**Consigne A**
Pouvez-vous présenter en liste numérotée, sans les lignes vides, la portion des enregistrements qui va de la ligne contenant « Reviewer note: confirm that each instance of the yellow-green » jusqu'à la ligne contenant « column 136, row 267 », ces deux lignes comprises ?

Quoi qu'il en soit, en ce mois d'octobre 1917, alors que « le monde va changer de base » le prophète ne semble plus inspiré du tout ; il n' a manifestement pas l'air heureux de sa mission , mais reconnaissons qu'il a un réel talent littéraire pour transmettre sa vision noire et pessimiste .
Rien ne trouve grâce à ses yeux : le bateau, « médiocre vapeur » est « noir et puant », l 'émigré russe rentrant au pays , « banni misérable »a « un foulard sale autour du cou, cachant l'absence de linge, des vêtements minables et des chaussures de sport.
Petrograd, est un « cloaque infâme », la foule de « pauvres gens y est sordide », et les popes ...
Mais lisez plutôt :

« Petrograd ne me plaît pas. Je n'y suis pas venu en touriste ni en voyage de plaisir, je le sais bien, mais mes yeux n'ont pas renoncé à trouver à l'étranger les joies précieuses que peuvent donner les visions différentes de celles auxquelles on est habitué. Je les
cherche vainement ici....
Misère et saleté. Telles sont les impressions d'arrivée.
Petrograd est, dans cette arrière-saison, un cloaque infâme. Une boue liquide, gluante, couvre les rues et les trottoirs. Elle a jailli sur les fenêtres des étages inférieurs, elle s'étale dans les ornières, elle gicle traîtreusement sous le pied qui se risque à peser sur un pavé déchaussé.
Jamais je n'ai rien vu d'aussi ignoble, sauf certaines rues fangeuses de Constantinople.
La foule est innombrable et sordide.C'est une foule de pauvres gens, voilà tout. On y voit surtout des soldats oisifs,croquant des graines de tournesol. Si on regarde bien,on aperçoit de temps en temps, un type très accusé de juif, de chinois, de moujik.

 Parmi toute cette crapule, la palme est, sans contredit, aux popes. Avec leur longue robe crasseuse et luisante, aux manches évasées, leurs cheveux longs et leur barbe en désordre, ils évoquent vraiment le maximum de la malpropreté pouilleuse, graisseuse et mal odorante. »(3)   

Ajoutons y sa rencontre avec KERENSKI, le chef du gouvernement provisoire, auquel il présente des lettres de créance, à quelques jours de sa chute , le 26 octobre:

« Et lui, eh bien , il est extrêmement déplaisant. Les traits sont ronds et bouffis, d'expression vulgaire ; les yeux sont petits, fureteurs et fuyants. Il n'y a, dans ce regard-là, ni intelligence, ni générosité, mais simplement de la ruse et de la fourberie .

Maintenant que je l'ai vu, je crois plus facilement à ce qu'on m'a dit de son manque de sincérité, de son verbalisme, de sa jalousie féroce contre tous ceux qui semblaient menacer sa popularité.»(4)

**Consigne B**
Pourriez-vous poursuivre l'extrait ci-dessus sur le séjour à Petrograd en octobre 1917, à la suite de sa dernière phrase ?

Entrées tirées d'une collection
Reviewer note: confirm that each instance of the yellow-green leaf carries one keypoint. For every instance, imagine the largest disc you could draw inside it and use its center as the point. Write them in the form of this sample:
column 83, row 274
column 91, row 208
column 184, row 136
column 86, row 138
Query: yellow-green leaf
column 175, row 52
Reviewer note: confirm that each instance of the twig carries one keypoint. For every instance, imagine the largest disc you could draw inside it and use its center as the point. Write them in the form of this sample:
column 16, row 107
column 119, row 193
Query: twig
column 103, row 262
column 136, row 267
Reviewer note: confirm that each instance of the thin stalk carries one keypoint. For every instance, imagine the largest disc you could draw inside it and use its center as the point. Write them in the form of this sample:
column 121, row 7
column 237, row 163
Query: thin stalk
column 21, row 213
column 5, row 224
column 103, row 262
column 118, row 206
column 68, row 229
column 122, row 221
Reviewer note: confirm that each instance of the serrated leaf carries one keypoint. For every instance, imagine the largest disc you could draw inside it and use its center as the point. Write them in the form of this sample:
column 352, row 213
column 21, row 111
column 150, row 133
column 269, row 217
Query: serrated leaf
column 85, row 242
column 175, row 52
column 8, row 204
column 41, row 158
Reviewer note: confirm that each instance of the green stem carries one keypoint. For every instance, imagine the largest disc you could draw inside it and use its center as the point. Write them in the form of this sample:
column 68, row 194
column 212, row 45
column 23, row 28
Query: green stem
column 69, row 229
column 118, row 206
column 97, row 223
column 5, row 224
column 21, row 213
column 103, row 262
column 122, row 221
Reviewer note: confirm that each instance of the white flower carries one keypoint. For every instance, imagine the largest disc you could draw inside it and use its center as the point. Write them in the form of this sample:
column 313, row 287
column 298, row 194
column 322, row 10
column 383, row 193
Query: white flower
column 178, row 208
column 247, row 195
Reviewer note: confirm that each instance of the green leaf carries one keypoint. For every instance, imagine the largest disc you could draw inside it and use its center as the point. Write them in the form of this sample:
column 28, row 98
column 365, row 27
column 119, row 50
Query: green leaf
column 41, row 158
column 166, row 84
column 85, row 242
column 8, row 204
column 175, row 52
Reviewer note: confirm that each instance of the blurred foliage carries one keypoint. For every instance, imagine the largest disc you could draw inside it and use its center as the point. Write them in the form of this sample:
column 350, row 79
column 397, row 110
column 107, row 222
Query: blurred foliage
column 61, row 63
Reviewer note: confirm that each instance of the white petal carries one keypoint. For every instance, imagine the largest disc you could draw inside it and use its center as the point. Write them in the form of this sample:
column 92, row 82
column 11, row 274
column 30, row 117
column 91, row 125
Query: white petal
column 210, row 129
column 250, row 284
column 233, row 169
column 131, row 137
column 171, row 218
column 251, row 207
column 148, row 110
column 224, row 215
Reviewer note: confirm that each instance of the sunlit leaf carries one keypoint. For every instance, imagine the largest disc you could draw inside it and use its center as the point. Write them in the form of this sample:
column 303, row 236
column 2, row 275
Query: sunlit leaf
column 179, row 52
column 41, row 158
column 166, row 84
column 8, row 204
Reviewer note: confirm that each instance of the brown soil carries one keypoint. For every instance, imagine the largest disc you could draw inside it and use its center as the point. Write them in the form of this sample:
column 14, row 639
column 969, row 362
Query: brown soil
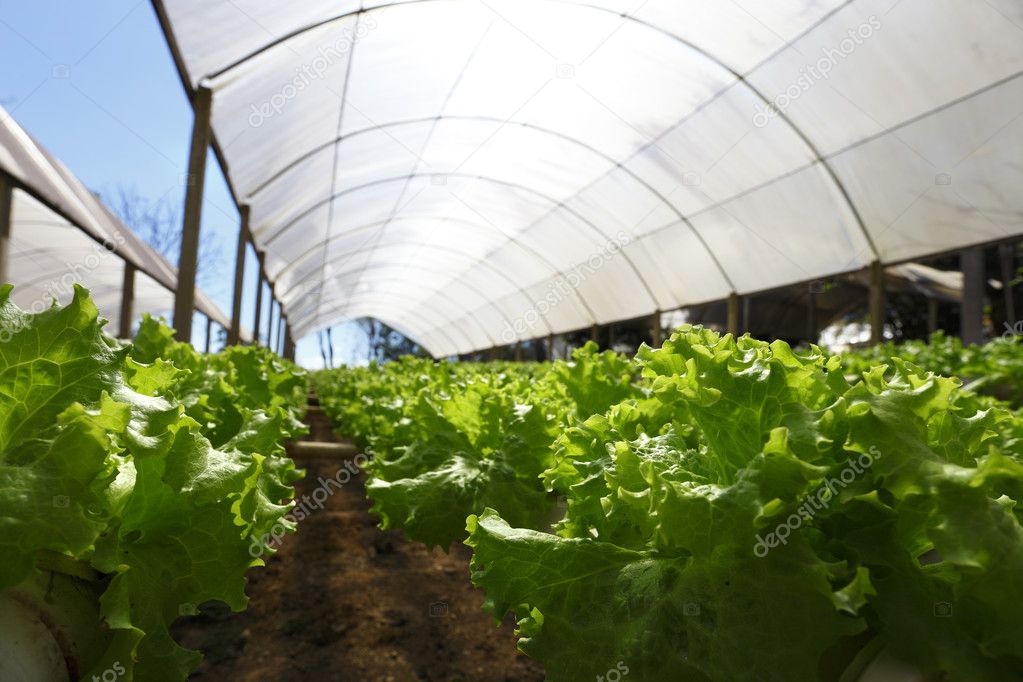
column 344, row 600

...

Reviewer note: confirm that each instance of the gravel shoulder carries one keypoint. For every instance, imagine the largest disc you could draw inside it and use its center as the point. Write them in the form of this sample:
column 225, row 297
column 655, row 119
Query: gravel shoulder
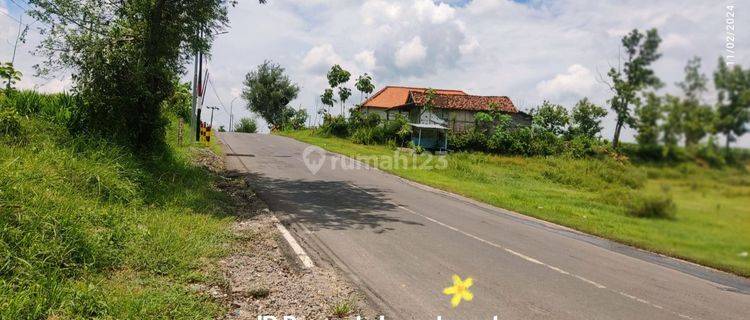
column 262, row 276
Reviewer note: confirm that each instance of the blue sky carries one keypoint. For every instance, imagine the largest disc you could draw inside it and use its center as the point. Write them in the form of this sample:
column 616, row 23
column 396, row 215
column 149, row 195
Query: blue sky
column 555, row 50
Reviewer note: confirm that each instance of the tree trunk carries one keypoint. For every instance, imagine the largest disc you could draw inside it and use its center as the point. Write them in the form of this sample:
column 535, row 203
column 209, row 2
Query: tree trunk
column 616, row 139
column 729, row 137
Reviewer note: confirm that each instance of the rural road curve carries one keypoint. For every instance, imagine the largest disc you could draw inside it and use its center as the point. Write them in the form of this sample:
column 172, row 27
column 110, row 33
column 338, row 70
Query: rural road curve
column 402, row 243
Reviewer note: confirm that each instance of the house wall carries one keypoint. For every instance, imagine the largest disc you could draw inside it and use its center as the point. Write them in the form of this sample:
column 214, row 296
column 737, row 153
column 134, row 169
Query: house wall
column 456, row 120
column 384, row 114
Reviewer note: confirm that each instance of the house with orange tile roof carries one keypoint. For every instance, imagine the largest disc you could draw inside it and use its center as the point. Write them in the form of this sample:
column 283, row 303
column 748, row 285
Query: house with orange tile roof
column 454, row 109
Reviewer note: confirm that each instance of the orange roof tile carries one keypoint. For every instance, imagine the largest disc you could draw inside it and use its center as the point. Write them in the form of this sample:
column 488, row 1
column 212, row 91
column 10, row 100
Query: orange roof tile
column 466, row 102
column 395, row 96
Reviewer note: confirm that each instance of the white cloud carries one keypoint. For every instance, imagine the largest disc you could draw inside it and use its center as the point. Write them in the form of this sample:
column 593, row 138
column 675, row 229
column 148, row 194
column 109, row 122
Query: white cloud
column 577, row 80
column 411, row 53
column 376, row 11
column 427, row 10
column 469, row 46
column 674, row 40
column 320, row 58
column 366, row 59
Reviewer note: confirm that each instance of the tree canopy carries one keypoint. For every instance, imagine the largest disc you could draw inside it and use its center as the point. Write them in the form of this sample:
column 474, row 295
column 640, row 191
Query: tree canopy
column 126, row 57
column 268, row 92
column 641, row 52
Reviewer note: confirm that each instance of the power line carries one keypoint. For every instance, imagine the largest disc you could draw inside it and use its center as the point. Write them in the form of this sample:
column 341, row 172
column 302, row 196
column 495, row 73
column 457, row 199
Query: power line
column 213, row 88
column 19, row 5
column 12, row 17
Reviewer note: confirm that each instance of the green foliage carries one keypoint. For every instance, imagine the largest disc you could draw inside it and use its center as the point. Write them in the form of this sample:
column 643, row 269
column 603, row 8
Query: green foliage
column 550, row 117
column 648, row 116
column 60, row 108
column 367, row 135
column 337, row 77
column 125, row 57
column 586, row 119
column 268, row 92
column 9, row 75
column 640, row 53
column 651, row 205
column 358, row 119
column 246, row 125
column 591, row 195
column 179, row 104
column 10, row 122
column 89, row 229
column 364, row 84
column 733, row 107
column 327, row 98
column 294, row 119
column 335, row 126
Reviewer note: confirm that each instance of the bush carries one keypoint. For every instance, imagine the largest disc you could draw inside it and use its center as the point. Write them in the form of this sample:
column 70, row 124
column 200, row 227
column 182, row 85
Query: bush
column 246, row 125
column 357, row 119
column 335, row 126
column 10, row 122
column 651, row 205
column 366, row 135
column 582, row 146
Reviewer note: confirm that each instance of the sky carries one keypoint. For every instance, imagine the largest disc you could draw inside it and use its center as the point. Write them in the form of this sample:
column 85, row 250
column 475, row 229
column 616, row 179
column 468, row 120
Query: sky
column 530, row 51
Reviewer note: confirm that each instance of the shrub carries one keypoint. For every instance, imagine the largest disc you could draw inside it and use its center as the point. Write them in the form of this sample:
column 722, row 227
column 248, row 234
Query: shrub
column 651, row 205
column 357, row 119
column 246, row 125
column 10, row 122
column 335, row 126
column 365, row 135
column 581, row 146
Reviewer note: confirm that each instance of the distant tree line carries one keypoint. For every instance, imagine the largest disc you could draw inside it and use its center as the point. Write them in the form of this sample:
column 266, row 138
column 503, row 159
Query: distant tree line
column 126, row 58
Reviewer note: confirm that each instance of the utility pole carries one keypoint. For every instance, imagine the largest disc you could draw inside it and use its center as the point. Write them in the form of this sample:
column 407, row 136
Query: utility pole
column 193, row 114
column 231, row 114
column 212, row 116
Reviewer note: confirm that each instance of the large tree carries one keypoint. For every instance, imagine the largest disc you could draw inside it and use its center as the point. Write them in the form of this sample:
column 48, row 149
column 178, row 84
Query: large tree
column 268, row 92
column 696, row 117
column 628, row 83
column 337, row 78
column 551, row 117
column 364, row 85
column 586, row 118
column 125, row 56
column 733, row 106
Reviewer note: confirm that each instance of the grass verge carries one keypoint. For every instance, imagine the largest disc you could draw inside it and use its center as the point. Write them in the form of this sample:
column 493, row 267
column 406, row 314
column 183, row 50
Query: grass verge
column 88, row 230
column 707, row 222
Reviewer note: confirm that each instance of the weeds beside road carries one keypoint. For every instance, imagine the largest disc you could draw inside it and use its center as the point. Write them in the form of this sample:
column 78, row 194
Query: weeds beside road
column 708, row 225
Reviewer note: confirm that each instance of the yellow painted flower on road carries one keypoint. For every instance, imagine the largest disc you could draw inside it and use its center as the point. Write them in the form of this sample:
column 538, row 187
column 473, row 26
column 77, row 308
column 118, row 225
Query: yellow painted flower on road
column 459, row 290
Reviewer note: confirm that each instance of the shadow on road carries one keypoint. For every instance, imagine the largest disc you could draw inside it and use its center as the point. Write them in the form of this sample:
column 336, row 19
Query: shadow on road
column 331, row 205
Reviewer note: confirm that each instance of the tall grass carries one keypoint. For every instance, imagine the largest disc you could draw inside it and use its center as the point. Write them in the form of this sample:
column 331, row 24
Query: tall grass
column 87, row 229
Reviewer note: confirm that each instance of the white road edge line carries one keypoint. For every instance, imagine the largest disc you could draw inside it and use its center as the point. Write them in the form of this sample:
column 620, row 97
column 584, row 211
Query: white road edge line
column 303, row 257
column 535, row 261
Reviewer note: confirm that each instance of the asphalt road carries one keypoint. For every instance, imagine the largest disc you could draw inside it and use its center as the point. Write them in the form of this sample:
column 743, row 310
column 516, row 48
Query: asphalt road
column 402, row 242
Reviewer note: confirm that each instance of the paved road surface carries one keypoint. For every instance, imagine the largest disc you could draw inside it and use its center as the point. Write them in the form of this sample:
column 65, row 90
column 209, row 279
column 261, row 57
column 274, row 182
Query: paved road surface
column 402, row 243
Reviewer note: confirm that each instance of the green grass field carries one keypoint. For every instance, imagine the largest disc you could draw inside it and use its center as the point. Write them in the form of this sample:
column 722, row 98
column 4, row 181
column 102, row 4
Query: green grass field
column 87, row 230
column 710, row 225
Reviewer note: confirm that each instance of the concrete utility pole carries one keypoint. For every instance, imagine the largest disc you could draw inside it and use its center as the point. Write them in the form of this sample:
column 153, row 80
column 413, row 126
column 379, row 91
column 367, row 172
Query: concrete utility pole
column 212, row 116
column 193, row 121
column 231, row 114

...

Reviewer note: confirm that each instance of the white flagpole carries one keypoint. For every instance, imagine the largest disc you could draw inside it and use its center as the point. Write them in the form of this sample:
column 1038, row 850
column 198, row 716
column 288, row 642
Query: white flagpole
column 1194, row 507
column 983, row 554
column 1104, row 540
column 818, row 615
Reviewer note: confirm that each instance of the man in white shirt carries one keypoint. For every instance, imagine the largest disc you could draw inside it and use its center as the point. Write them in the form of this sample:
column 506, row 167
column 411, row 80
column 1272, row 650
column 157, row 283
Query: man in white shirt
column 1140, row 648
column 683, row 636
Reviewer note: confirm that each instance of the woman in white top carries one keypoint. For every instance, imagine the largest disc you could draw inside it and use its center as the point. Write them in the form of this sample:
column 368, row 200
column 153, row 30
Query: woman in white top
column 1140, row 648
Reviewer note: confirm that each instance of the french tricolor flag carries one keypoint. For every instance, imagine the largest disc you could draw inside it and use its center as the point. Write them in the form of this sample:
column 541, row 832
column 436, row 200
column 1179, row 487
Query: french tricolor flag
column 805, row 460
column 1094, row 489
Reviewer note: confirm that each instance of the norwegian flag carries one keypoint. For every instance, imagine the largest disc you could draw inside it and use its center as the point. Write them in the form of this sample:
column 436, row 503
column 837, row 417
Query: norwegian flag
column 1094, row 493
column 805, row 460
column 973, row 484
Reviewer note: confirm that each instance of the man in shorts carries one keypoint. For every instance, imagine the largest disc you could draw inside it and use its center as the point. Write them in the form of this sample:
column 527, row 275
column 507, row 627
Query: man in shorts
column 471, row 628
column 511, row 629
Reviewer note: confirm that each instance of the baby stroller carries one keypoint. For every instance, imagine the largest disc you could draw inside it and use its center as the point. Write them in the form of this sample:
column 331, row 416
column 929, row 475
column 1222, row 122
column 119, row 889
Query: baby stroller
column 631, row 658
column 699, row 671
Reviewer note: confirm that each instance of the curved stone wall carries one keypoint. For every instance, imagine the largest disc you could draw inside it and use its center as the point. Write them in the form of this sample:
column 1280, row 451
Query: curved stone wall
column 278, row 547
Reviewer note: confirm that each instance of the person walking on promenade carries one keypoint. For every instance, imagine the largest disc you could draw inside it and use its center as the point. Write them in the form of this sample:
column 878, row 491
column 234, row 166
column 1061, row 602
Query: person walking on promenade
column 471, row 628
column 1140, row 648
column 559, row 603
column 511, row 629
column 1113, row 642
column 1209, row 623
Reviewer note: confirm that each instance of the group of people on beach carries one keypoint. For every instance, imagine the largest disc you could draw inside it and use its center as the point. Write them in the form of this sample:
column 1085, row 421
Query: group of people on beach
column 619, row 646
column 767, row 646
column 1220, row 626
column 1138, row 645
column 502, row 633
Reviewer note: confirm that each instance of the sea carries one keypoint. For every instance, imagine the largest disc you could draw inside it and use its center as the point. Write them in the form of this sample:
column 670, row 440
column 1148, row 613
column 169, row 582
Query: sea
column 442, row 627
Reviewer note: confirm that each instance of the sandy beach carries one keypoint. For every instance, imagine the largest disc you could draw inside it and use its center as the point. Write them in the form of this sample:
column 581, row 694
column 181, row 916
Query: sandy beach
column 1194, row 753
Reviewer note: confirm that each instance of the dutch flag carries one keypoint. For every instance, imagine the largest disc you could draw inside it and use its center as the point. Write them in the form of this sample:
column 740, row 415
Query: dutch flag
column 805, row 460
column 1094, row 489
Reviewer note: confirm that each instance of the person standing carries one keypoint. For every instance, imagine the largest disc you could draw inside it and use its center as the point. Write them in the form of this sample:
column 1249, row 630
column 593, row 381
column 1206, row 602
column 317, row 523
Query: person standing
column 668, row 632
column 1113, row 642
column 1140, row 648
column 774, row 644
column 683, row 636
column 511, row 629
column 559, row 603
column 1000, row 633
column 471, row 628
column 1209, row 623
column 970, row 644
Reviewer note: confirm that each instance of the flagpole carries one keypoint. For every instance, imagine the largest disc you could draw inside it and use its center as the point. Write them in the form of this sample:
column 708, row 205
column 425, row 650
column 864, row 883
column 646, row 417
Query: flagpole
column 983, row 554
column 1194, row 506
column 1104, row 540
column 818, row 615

**Réponse attendue A**
1. Reviewer note: confirm that each instance of the yellow-green leaf carries one keypoint. For every instance, imagine the largest disc you could draw inside it and use its center as the point. Write them in the form of this sample:
2. column 83, row 274
3. column 91, row 208
4. column 184, row 136
5. column 86, row 138
6. Query: yellow-green leaf
7. column 175, row 52
8. Reviewer note: confirm that each instance of the twig carries one keypoint. For every instance, imagine the largest disc you could draw inside it and use its center as the point. Write them in the form of this sample:
9. column 16, row 107
10. column 119, row 193
11. Query: twig
12. column 103, row 262
13. column 136, row 267

**Réponse attendue B**
D'ailleurs , son jugement ne sera pas plus favorable au nouveau président bolchévik du Conseil des commissaires du peuple, Vladimir Lénine, qu'il rencontrera au palais Smolny le 14 janvier 1918.

« Nous pénétrons chez Lénine.
LENINE EN 1918
Il est là, accueillant, souriant, visiblement satisfait de la visite. C'est un homme jeune encore, court, robuste, blond, d'apparence vulgaire.
La mise est simple, presque négligée, celle d'un contremaître qui ferait des écritures. Le poil est blond : cheveux, moustache en perpétuelle agitation, et très dessinées sur les tempes, et barbiche, la tête ronde est massive, comme un boulet enfoncé sur les épaules, le nez écrasé et rond du bout, les yeux petits et fuyants sous des paupières en éventail, des rides en pattes d'oies qui s'ouvrent et se déploient comme si elles participaient au clignotement des paupières et au sourire des lèvres.
Les manières sont communes; impression générale : un homme du peuple, quelconque, où il y aurait du Mongol et du Boche »(5)

Le décor est planté : l'Ambassadeur de Belgique n'aime ni la Russie,ni les Russes,ni les dirigeants russes,  bolcheviks ou non; plutôt gênant pour un  diplomate  dont la mission serait de gagner leur raison et leur coeur pour les appeler au sacrifice suprême !
Seuls auront grâce à ses yeux le ministre des Affaires Etrangères du gouvernement provisoire :
«  distingué ,parlant le français ,accueillant, charmant, [...] un Occidental qui me donne l'impression que je suis à Londres ou Paris »
Même Trotski qu'il admire pourtant sera qualifié de « juif rusé »                                                 Remarquons par ailleurs le contraste avec l 'appréciation qu'il avait portée sur Mussolini 3 ans plus tôt.(6)

« QUI A CESSE D' ETRE SOCIALISTE ?  »

Mais ce qui est plus étonnant, c'est que , Destrée qui , comme toute la direction du POB – excepté Camille Huysmans - est un farouche partisan de la guerre jusqu'au bout, ne peut cacher ses doutes, et son trouble devant ce qu'il appelle « le défaitisme » – qui est en fait le refus de la guerre venant à la fois , au sein de l 'ex - Internationale  du « centre » pacifiste, et de la gauche révolutionnaire.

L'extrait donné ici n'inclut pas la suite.